Beginning with the line that holds "sample for one instance: <point>149,449</point>, one", retype the rest of the listing exactly, last line included.
*** Opening of Input records ***
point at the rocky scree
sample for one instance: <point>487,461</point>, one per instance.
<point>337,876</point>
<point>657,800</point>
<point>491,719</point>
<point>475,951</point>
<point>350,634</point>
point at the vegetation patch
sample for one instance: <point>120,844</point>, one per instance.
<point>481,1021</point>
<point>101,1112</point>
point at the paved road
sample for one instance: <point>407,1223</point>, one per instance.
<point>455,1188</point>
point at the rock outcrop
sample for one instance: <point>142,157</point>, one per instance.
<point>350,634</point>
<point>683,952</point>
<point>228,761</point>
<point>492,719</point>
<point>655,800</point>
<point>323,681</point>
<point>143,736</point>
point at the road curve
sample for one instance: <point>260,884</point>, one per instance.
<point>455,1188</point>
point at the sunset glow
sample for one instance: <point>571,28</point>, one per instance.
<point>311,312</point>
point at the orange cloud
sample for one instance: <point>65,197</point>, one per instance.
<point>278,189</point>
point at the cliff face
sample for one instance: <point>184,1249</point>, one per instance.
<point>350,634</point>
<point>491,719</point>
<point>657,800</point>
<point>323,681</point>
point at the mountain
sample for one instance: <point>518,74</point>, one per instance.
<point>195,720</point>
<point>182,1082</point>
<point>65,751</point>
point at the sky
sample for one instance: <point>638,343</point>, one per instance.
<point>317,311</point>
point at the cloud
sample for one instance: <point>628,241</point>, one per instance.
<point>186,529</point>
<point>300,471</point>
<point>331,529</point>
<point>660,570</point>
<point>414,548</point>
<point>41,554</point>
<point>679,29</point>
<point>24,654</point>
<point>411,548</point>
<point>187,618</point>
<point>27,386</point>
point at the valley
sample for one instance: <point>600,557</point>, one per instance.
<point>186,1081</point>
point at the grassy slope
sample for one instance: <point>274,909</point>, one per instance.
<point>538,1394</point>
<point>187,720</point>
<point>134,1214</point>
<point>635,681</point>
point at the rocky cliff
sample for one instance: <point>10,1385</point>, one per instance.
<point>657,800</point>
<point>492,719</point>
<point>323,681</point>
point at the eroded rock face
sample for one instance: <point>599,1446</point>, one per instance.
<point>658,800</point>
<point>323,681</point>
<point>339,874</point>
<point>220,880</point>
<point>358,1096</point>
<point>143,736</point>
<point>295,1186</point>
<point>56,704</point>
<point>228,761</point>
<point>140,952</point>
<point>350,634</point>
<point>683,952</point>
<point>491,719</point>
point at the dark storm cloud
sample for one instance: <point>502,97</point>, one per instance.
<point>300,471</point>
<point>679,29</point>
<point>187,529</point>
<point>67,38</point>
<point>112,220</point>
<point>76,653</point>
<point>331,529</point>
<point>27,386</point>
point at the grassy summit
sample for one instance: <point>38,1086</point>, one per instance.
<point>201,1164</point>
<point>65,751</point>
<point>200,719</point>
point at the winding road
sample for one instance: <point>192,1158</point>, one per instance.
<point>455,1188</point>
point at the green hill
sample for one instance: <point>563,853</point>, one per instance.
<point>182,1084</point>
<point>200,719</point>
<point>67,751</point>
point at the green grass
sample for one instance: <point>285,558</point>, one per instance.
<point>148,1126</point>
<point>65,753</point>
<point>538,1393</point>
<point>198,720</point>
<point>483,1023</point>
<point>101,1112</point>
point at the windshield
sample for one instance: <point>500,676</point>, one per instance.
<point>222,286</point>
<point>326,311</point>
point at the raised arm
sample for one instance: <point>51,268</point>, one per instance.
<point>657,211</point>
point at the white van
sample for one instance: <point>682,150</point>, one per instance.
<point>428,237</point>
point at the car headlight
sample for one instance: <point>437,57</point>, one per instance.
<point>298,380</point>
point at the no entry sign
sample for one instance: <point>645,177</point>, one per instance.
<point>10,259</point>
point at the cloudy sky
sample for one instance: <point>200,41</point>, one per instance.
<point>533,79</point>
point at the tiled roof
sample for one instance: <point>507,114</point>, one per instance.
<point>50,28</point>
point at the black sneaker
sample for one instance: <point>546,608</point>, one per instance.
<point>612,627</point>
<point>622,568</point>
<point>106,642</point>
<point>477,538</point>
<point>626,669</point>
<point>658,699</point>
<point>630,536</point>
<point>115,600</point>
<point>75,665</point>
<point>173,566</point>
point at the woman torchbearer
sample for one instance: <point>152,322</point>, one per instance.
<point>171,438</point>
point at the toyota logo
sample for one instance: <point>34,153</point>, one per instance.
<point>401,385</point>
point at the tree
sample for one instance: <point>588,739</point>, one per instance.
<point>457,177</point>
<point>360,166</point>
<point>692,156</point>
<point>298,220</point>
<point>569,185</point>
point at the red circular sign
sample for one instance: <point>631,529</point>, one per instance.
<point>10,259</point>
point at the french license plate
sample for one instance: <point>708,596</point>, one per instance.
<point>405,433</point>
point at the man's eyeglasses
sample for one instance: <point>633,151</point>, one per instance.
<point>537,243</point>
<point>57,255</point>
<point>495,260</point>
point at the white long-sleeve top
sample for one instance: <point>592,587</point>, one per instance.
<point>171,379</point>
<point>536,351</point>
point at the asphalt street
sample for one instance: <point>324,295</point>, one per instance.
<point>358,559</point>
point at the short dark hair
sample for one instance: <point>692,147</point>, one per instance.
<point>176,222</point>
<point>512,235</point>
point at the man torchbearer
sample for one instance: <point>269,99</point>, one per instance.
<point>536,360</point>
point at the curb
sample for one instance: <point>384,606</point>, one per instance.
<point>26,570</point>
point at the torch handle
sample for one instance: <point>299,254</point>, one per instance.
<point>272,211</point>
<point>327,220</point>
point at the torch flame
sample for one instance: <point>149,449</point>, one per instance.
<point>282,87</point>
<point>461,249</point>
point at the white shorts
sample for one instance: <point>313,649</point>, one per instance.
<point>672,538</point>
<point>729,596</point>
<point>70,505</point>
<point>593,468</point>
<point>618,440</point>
*** Close of Input records ***
Solution to this problem:
sample for one instance: <point>149,449</point>, one per instance.
<point>282,87</point>
<point>461,249</point>
point at the white shorts
sample for one instance: <point>313,649</point>, one per instance.
<point>672,538</point>
<point>729,596</point>
<point>70,505</point>
<point>593,468</point>
<point>618,440</point>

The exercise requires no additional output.